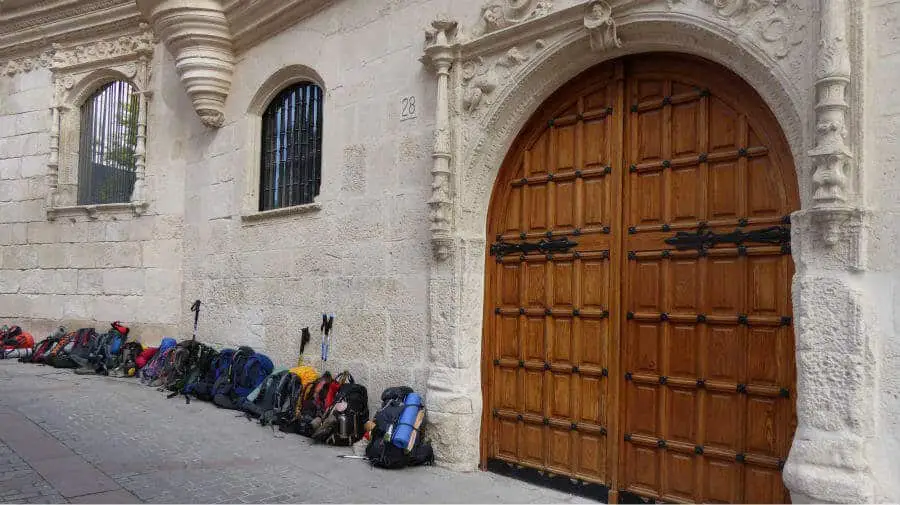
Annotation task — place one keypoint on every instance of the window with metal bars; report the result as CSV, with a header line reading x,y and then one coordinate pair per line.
x,y
291,164
106,151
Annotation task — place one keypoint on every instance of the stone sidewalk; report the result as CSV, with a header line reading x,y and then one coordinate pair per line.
x,y
90,439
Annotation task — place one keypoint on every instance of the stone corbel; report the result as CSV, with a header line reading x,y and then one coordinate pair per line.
x,y
439,57
198,35
601,27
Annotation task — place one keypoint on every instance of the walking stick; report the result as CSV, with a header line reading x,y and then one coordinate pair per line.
x,y
195,308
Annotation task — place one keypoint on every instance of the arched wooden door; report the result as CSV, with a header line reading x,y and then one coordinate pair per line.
x,y
638,331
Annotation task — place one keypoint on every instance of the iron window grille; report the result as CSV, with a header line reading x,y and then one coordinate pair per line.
x,y
107,146
291,165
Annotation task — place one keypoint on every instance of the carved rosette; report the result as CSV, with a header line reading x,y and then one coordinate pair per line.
x,y
198,36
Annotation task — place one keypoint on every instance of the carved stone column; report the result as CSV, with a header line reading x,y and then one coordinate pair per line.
x,y
439,56
836,321
139,193
832,158
53,159
197,34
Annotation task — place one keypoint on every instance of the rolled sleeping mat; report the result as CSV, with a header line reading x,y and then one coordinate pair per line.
x,y
406,425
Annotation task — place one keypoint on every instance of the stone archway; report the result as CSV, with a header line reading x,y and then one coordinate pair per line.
x,y
489,85
621,358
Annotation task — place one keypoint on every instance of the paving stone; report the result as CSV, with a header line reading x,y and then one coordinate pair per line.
x,y
159,450
72,476
118,496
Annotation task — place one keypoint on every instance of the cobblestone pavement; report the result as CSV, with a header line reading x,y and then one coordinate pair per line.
x,y
91,439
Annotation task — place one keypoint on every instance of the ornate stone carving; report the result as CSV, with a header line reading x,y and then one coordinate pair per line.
x,y
77,71
832,156
499,14
439,55
601,27
23,65
481,78
126,45
198,37
778,24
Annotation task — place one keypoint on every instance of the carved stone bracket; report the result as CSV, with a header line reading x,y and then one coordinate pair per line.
x,y
199,38
77,72
602,27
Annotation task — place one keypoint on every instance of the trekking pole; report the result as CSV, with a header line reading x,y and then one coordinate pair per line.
x,y
195,308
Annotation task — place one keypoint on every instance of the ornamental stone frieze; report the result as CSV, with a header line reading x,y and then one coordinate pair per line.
x,y
512,38
198,35
77,72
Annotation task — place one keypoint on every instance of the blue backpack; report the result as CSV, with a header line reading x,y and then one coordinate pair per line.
x,y
255,370
248,369
150,372
203,389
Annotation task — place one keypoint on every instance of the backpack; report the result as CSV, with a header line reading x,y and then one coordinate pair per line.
x,y
345,412
76,355
191,360
248,369
150,372
44,346
262,399
15,343
380,451
219,366
105,353
64,341
145,356
128,362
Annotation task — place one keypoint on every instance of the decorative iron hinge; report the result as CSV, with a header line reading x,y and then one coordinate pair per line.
x,y
703,238
562,244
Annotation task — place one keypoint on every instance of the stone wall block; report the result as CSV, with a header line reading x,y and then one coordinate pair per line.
x,y
161,254
10,168
407,338
54,256
48,282
10,280
131,230
359,335
20,257
123,281
33,166
126,255
42,233
90,282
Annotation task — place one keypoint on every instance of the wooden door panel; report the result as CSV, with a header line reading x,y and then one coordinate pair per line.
x,y
635,359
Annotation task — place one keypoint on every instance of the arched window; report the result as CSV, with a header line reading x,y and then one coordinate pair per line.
x,y
108,141
291,148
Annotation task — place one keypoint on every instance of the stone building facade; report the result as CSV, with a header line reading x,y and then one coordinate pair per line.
x,y
423,102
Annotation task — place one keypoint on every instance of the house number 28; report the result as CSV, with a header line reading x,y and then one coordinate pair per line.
x,y
407,108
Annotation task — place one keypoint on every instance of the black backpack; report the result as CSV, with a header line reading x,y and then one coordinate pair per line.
x,y
343,421
380,451
203,387
308,407
182,363
265,400
224,389
288,390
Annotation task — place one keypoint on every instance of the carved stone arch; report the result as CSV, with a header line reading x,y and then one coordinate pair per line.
x,y
80,91
495,83
488,138
268,90
281,79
◆ ◆ ◆ ◆ ◆
EXERCISE GOAL
The full listing, transcribed exactly and without its pictures, is the expected result.

RESPONSE TO THE TASK
Annotation task — place one keypoint on every instance of the window with metal bars; report the result as CSV, with a header line reading x,y and then one coordinate pair per line.
x,y
291,164
106,151
Annotation task — place one keypoint on every instance of the stone sidewalk; report the result as CSV, with a header line reading x,y and then one coordinate pair per line.
x,y
90,439
Annotation task — place one keypoint on every instance of the stone corbel; report the result as CSV, with a header line reading x,y and then one coordinate pair per line.
x,y
439,57
198,35
601,27
Annotation task — place one keypoint on every instance of the walking stick; report the result as CSV, with a header line reading x,y and then one coordinate pair per line.
x,y
195,308
Annotation task — place one keypoint on every instance of the arched wooden door; report the result as CSV, with a header line reading x,y and then one coordinate pair per line.
x,y
638,331
Annotation task — place one keypoint on every instance of the iron window grille; report the result as CSV, with a header line reading x,y and then one coordinate pair per line.
x,y
107,146
291,165
Annotation task — place one keypoint on every instance of the carved rosette; report the result as CSV, with a header line reading x,y and then one coordinate pair per line.
x,y
198,36
Annotation task — place one keypoint on every instance of the carved stone column; report the result as CSV, with a header line reading x,y and then one coordinate pair per line.
x,y
439,56
836,321
139,193
832,158
53,159
197,34
Annotation task — place one keypoint on every instance of the rolled sleeping mat; report the result as CSV, with a header line reading x,y and then one coordinate pair per line.
x,y
406,425
Annotation task — place one keypoint on every instance of the stone archway; report the result as CSV, with a header line reading x,y and then one coordinate pair per line.
x,y
489,85
621,358
Annotation task — place one keypoint on every instance of the paving stone; report the result as CSV, with a header line reading x,y and then one coordinate pair per line.
x,y
159,450
72,476
118,496
Annotation task — place one keypoint on every instance of the cobblestone pavement; report the result as CSV, with a header line reading x,y and then one coordinate pair per line.
x,y
91,439
Annotation task — place one keypoint on every instance of the ornate stone carving; report the result as CSV, with a header line reading x,y and then one coordinate pair per line.
x,y
77,71
832,156
499,14
439,55
601,27
23,65
481,78
126,45
198,37
778,24
Annotation task — place one keypoint on every instance of the carved stone bracket; report the result as CSV, with a header line reading x,y and then one coordinate pair per line.
x,y
199,38
77,72
602,27
Annotation task — place one keypoint on every instance of the trekking pole; report the result as CSV, with a header line reading x,y and then one coordinate pair per line.
x,y
195,308
Annotation task — place one keypoint on every instance of the ornamental stone frieze; report the result as CSV, with a header line reading x,y and then one coordinate pair per line.
x,y
512,38
198,35
77,72
Annotation task — place one keypoint on every instance of the blue backpack; report the result as CSV, with a header line reading x,y and then one coordinate pair per line.
x,y
255,370
248,369
150,372
203,389
Annotation task — place one keypoint on every instance of the backpack; report the result as CSV, with a header line reading x,y and then one coordinate pair per line.
x,y
345,412
76,355
191,360
248,369
150,372
44,346
262,399
15,343
380,451
219,366
105,353
64,341
145,356
128,362
Annotation task — place one keypoint on every instance of the decorative iron hinge; report the result as CSV, with a header line reading x,y and then one coordinate pair per line.
x,y
703,238
562,244
Annotation task — place one keypoint on every instance of the stone wall block; report the result as CSV, with a header line reading x,y and then one coordinate pair per line.
x,y
161,254
10,168
407,338
54,256
48,282
10,280
131,230
359,335
20,257
123,281
33,166
126,255
42,233
90,282
Annotation task — place one keypoint on every instance of the wooden door panel; report the result as CSV, with a header line reading x,y and then one coordinate pair per line.
x,y
635,359
Annotation task — place one keypoint on every instance of the arched window; report the result as CSV, with a header line reading x,y and then one coordinate pair per line.
x,y
108,141
291,148
Annotation task — place one keypoint on every instance of the stone building facade; report the result as CSV, with a header line reading x,y and then one coordinate pair per line.
x,y
423,102
Annotation task — place one keypoint on every instance of the house number 28; report the result as CSV, with a header line reading x,y and then one coordinate pair per line.
x,y
407,108
Annotation task — place one keypoint on every instance of the black backpack; report the result as CSV, with a header line reading x,y and then one coordinate pair per line.
x,y
343,421
380,451
203,387
308,407
182,363
265,400
224,389
288,390
Annotation task — place one keypoint on every instance of the carved stone arch; report the result as CSV, with a header line reading x,y and then one coordinate pair per line.
x,y
80,91
495,83
488,138
268,90
281,79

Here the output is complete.